[Location identification entries]
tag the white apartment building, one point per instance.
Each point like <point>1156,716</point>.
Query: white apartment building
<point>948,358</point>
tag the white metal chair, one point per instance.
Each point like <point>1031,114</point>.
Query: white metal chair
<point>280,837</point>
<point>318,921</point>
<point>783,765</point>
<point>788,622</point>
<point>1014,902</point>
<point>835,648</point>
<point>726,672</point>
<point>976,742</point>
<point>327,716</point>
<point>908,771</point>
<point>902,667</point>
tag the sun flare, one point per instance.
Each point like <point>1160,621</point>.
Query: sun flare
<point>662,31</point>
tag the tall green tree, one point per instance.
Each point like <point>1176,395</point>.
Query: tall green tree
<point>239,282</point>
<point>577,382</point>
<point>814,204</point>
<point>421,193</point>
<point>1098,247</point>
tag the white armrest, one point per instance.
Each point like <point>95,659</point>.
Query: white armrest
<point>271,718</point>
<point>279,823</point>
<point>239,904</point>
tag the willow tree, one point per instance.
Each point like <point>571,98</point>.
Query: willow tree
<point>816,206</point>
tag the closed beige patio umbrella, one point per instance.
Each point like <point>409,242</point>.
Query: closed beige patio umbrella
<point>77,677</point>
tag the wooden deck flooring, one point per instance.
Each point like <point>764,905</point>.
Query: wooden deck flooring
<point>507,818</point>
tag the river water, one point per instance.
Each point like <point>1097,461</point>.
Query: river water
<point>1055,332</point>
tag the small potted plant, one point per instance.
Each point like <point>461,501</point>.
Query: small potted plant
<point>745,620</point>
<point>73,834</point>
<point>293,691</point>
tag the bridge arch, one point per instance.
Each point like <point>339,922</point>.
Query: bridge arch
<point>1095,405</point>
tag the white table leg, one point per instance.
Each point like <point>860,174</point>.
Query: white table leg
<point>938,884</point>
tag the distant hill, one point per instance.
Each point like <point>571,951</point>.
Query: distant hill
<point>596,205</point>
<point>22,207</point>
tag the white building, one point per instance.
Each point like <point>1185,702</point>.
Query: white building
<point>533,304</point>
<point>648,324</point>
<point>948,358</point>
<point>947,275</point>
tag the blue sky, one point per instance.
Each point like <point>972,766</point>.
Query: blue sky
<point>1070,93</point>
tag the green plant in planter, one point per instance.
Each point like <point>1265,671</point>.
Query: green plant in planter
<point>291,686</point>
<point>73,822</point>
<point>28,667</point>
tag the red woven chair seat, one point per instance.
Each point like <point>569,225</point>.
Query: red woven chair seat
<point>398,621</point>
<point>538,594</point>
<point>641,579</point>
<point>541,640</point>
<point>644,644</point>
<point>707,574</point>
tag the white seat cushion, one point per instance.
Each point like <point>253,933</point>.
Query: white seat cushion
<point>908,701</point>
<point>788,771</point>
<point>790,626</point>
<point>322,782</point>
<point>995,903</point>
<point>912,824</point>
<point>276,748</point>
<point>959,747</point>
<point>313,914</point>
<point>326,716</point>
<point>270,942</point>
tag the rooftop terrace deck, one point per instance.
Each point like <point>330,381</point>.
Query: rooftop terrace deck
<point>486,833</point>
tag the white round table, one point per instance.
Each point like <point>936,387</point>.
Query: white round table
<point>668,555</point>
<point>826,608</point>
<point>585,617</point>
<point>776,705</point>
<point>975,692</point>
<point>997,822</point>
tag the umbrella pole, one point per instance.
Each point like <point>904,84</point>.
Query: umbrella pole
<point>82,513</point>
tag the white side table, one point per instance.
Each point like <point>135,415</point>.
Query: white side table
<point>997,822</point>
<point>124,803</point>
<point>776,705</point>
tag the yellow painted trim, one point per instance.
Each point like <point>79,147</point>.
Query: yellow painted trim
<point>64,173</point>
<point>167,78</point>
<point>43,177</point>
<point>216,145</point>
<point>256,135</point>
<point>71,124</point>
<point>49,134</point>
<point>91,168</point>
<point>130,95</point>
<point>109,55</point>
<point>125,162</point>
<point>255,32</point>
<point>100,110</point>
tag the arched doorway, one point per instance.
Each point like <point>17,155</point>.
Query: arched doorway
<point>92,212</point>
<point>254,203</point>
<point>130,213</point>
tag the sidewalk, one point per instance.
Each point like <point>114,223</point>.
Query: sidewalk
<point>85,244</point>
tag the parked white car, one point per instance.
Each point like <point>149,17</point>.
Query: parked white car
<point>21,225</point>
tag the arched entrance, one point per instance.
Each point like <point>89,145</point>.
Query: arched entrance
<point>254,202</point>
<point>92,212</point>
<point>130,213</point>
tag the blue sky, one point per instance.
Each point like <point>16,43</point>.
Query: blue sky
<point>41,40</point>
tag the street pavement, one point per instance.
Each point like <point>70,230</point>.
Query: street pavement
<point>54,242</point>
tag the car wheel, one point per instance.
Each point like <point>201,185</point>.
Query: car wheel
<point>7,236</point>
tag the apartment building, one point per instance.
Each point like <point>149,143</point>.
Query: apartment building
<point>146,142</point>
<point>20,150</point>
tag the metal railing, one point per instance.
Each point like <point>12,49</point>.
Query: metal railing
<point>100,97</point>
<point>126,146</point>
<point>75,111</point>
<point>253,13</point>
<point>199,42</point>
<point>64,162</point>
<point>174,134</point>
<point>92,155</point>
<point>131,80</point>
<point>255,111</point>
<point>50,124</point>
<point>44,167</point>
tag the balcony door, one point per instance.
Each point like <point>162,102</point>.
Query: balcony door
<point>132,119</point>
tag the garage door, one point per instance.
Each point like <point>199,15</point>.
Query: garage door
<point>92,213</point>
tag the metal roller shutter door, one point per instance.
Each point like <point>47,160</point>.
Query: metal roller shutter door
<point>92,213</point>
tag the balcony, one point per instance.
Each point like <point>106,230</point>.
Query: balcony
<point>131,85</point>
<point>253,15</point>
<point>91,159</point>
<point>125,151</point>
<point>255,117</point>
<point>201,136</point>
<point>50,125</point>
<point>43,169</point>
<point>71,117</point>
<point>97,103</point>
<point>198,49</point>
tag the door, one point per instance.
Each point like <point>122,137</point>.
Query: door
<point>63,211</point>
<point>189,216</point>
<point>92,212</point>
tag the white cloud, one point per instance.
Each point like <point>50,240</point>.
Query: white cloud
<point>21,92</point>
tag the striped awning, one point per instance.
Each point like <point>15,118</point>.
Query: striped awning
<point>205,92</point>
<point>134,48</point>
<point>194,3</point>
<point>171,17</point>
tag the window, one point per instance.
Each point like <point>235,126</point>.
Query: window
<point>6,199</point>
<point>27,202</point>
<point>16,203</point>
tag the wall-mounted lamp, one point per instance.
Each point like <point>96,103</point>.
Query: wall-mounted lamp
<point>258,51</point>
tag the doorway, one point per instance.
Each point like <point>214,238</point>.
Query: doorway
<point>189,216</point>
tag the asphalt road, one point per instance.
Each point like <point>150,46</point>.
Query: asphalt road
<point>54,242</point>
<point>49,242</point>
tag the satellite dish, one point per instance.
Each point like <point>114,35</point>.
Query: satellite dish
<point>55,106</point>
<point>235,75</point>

* GIVEN PROBLEM *
Repeat all the entries word for word.

* EXERCISE RESPONSE *
tag the white apartment building, one point per instance.
Each point like <point>1156,716</point>.
Query: white apartment building
<point>948,358</point>
tag the white metal chair, one point per instance.
Each point like <point>1031,114</point>.
Query: white metal chair
<point>280,837</point>
<point>318,921</point>
<point>783,765</point>
<point>788,622</point>
<point>1014,902</point>
<point>835,648</point>
<point>726,672</point>
<point>976,742</point>
<point>327,716</point>
<point>908,771</point>
<point>902,667</point>
tag the sun flare, one point per instance.
Each point like <point>1160,621</point>.
Query: sun flare
<point>662,31</point>
tag the tall green tree, one point per instance.
Each point like <point>1176,395</point>.
Query: tall green tree
<point>239,282</point>
<point>577,382</point>
<point>814,204</point>
<point>421,193</point>
<point>1098,247</point>
tag the white armrest, one point per instance.
Each point like <point>95,659</point>.
Query: white armrest
<point>271,718</point>
<point>279,823</point>
<point>239,904</point>
tag the willow tree, one point per instance.
Each point like <point>571,98</point>.
Query: willow tree
<point>816,206</point>
tag the closed beige patio umbrella, one point per instance.
Each point like <point>409,242</point>.
Query: closed beige patio umbrella
<point>77,677</point>
tag the wooden deck flooring, one point per instance.
Each point like <point>764,905</point>.
Query: wooden deck flooring
<point>507,818</point>
tag the river water, one point per instance.
Each point like <point>1097,461</point>.
Query: river water
<point>1055,332</point>
tag the small potted plant, one point per instance.
Each point like <point>461,501</point>.
Query: small potted plant
<point>745,620</point>
<point>73,834</point>
<point>293,691</point>
tag the bridge arch, one point per instance.
Each point like <point>339,922</point>.
Query: bridge arch
<point>1095,405</point>
tag the white table leg, one point per instance.
Each point like <point>860,174</point>.
Query: white table leg
<point>938,884</point>
tag the distant hill, one point per instance.
Each point like <point>571,951</point>.
Query: distant hill
<point>596,205</point>
<point>22,207</point>
tag the white building, one point per instance.
Each point like <point>1185,702</point>.
Query: white building
<point>533,304</point>
<point>648,324</point>
<point>948,358</point>
<point>947,275</point>
tag the blue sky, one point per instance.
Each point like <point>972,766</point>.
Query: blue sky
<point>1070,93</point>
tag the green plant in planter, one point per instance.
Each point like <point>1265,671</point>.
Query: green plant in planter
<point>291,686</point>
<point>73,822</point>
<point>28,667</point>
tag the red woven chair seat, one point per instance.
Each point like <point>569,225</point>.
Query: red woven chair seat
<point>398,621</point>
<point>538,594</point>
<point>641,579</point>
<point>541,640</point>
<point>644,644</point>
<point>707,574</point>
tag the white seat cushion, one point per instance.
Each point like <point>253,933</point>.
Query: white seat cushion
<point>908,701</point>
<point>788,771</point>
<point>790,626</point>
<point>322,782</point>
<point>995,903</point>
<point>912,824</point>
<point>276,748</point>
<point>959,747</point>
<point>313,914</point>
<point>326,716</point>
<point>270,942</point>
tag the rooftop terrace deck, one point per instance.
Each point like <point>330,381</point>.
Query: rooftop terrace deck
<point>486,833</point>
tag the white round table, one point per instance.
Each point like <point>936,387</point>.
Query: white round table
<point>668,555</point>
<point>826,608</point>
<point>585,617</point>
<point>776,705</point>
<point>975,692</point>
<point>997,822</point>
tag the umbrella pole, one point per instance.
Each point like <point>904,84</point>.
Query: umbrella pole
<point>82,513</point>
tag the white side table, one point per instance.
Each point like <point>135,415</point>.
Query: white side table
<point>997,822</point>
<point>124,803</point>
<point>776,705</point>
tag the yellow painted trim, one point per instance.
Each point like <point>79,147</point>.
Query: yellow painted trim
<point>64,173</point>
<point>167,78</point>
<point>43,177</point>
<point>216,145</point>
<point>256,135</point>
<point>71,124</point>
<point>49,134</point>
<point>91,168</point>
<point>130,95</point>
<point>109,55</point>
<point>125,162</point>
<point>255,32</point>
<point>100,110</point>
tag the arched doorway, one point per instance.
Each point like <point>17,155</point>.
Query: arched doorway
<point>92,212</point>
<point>254,203</point>
<point>130,213</point>
tag the sidewalk, one point per instance.
Each point like <point>114,223</point>.
Query: sidewalk
<point>85,244</point>
tag the parked white car, one point per instance.
Each point like <point>149,17</point>.
Query: parked white car
<point>21,225</point>
tag the arched entrance, one point per instance.
Each point like <point>89,145</point>.
Query: arched entrance
<point>254,202</point>
<point>92,212</point>
<point>130,213</point>
tag the blue sky, one point per instance.
Each point like <point>16,43</point>.
Query: blue sky
<point>41,40</point>
tag the street pavement, one point per instance.
Each point like <point>70,230</point>.
Query: street pavement
<point>54,242</point>
tag the car wheel, one point per instance.
Each point like <point>201,185</point>.
Query: car wheel
<point>7,236</point>
tag the apartment building, one point per instance.
Each point like <point>149,143</point>.
Query: apartment building
<point>146,142</point>
<point>20,150</point>
tag the metal railing, one point per instance.
Each point like <point>12,49</point>.
Query: metal railing
<point>100,97</point>
<point>126,146</point>
<point>75,111</point>
<point>253,13</point>
<point>199,42</point>
<point>64,162</point>
<point>174,134</point>
<point>92,155</point>
<point>131,80</point>
<point>255,111</point>
<point>50,124</point>
<point>44,167</point>
tag the balcony door, one point per instance.
Each point like <point>162,102</point>.
Query: balcony door
<point>132,119</point>
tag the garage door, one point per instance.
Each point like <point>199,15</point>.
Query: garage door
<point>92,213</point>
tag the metal roller shutter door, one point per instance.
Each point like <point>47,160</point>.
Query: metal roller shutter door
<point>92,213</point>
tag the balcony, one point per instance.
Each point like <point>106,230</point>.
Query: balcony
<point>131,85</point>
<point>253,15</point>
<point>91,159</point>
<point>125,151</point>
<point>255,117</point>
<point>201,136</point>
<point>50,125</point>
<point>43,169</point>
<point>71,117</point>
<point>97,103</point>
<point>198,49</point>
tag the door, one point per instance.
Each point like <point>122,137</point>.
Query: door
<point>63,211</point>
<point>189,216</point>
<point>92,212</point>
tag the white cloud, one point per instance.
Each point like <point>50,240</point>.
Query: white cloud
<point>21,92</point>
tag the striped awning, one point per instance.
Each point like <point>15,118</point>.
Query: striped awning
<point>205,92</point>
<point>134,48</point>
<point>194,3</point>
<point>171,17</point>
tag the window, one point per instance.
Each point like <point>235,126</point>.
Query: window
<point>6,199</point>
<point>27,202</point>
<point>16,203</point>
tag the wall-mounted lamp, one point per instance.
Each point like <point>96,103</point>.
Query: wall-mounted lamp
<point>258,51</point>
tag the doorway, one point per instance.
Each point like <point>214,238</point>.
Query: doorway
<point>189,216</point>
tag the asphalt road, one point per instance.
Each point like <point>150,46</point>.
Query: asphalt road
<point>54,242</point>
<point>49,242</point>
tag the satellite dish, one point per instance.
Each point like <point>114,35</point>.
Query: satellite dish
<point>55,106</point>
<point>235,75</point>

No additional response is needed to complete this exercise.